Check every line of the entries that follow, and copy the ones containing "foam".

[Opening THE RECORDS section]

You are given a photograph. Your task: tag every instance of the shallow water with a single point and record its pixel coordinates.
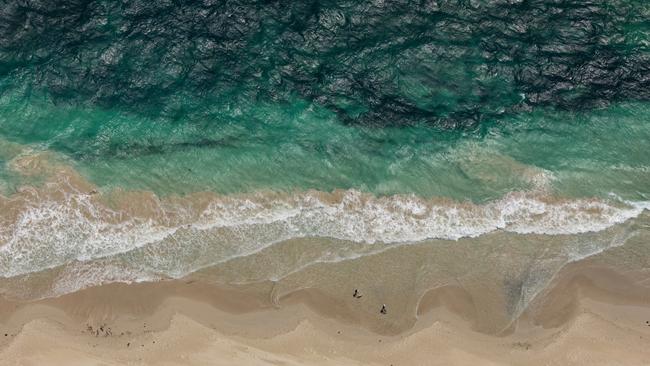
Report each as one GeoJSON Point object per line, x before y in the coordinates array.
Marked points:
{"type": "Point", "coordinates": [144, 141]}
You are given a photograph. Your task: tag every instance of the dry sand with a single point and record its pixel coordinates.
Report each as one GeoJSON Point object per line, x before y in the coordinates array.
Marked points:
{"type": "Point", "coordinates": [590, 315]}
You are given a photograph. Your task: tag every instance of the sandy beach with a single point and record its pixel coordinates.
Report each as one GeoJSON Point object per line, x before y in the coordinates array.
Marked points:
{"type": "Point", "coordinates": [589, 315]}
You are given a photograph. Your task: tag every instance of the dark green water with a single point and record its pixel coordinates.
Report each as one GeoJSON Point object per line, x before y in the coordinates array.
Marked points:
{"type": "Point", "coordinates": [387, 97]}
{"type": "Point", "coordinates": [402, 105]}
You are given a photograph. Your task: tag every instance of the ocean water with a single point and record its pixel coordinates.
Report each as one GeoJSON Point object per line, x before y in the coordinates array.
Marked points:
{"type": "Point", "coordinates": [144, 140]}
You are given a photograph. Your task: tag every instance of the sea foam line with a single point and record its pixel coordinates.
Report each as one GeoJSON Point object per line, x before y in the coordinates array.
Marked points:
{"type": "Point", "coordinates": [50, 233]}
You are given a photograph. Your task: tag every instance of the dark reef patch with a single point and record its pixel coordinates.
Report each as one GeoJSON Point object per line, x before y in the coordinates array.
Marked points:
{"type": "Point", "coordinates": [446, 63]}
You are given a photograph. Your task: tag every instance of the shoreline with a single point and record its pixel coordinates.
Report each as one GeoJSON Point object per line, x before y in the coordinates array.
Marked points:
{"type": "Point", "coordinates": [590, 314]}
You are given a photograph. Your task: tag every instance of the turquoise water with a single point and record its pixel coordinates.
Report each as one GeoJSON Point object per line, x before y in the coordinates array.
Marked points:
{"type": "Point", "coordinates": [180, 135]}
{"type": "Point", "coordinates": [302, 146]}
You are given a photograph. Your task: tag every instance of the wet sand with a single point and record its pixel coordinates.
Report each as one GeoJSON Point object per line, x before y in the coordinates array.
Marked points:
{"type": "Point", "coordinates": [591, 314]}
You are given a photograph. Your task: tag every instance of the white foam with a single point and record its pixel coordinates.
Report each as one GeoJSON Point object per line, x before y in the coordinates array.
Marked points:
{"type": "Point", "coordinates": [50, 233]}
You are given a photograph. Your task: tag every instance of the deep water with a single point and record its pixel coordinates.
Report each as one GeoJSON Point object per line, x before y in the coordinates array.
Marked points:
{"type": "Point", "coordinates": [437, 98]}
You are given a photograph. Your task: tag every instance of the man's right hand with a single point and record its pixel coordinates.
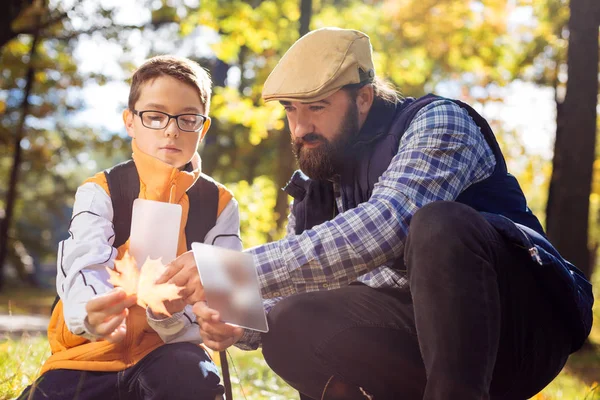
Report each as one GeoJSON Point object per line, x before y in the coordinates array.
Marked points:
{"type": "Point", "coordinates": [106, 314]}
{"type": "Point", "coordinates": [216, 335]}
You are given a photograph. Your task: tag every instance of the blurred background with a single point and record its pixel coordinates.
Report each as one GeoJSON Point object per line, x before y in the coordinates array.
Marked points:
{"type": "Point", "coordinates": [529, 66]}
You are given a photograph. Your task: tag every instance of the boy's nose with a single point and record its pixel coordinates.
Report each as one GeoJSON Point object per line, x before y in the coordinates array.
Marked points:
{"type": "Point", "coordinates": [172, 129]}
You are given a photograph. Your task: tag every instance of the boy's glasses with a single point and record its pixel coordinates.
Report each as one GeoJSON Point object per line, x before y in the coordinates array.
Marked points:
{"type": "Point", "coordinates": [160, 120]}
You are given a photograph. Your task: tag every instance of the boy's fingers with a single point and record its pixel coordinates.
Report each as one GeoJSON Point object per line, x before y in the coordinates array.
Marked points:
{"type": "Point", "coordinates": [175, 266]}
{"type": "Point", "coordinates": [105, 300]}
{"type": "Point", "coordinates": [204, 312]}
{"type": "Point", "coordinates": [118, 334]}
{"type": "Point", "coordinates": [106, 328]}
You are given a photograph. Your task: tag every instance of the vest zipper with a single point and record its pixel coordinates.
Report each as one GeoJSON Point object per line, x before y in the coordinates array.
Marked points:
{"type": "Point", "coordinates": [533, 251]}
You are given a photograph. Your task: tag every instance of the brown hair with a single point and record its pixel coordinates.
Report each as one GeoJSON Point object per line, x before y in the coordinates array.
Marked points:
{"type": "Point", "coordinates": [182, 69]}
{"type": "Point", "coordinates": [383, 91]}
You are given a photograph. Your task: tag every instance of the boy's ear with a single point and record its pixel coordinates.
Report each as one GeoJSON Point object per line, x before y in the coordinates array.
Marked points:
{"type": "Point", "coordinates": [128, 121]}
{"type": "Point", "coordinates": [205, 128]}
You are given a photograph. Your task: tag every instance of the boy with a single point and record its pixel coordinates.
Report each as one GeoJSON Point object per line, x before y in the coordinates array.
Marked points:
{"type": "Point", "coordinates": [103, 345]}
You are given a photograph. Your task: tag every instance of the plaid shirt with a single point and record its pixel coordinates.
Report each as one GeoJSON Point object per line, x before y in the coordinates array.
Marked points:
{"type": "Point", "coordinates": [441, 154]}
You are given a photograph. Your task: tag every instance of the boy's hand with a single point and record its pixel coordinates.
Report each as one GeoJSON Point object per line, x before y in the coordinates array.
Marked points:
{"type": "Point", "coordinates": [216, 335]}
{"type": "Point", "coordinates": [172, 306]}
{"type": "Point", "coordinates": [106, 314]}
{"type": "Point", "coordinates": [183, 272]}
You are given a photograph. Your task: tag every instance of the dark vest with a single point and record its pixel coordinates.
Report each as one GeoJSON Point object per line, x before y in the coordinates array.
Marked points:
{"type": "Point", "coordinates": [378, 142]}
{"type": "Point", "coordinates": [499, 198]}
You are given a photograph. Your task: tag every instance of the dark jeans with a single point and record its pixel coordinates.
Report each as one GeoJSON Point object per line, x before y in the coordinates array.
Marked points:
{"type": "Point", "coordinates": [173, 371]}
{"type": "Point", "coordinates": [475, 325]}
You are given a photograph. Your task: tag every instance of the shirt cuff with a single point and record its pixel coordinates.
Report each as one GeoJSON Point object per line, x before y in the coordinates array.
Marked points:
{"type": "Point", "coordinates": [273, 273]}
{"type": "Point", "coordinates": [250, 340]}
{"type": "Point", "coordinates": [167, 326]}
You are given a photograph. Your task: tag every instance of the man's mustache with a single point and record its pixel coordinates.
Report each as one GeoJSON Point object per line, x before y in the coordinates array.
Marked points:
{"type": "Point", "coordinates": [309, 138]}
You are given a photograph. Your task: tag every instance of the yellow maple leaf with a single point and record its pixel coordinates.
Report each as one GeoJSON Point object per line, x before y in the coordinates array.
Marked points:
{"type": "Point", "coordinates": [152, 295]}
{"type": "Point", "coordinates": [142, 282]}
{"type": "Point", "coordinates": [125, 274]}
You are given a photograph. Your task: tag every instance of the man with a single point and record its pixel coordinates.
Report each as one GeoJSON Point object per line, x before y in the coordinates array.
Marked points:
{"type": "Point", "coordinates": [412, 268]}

[Closing THE RECORDS section]

→ TASK SOLUTION:
You are given a photograph. Your task: tag every instance of the sea foam line with a single point and record its pixel coordinates.
You are given a photograph. Your task: tag every instance of the white foam with a single point and record its pixel coordinates.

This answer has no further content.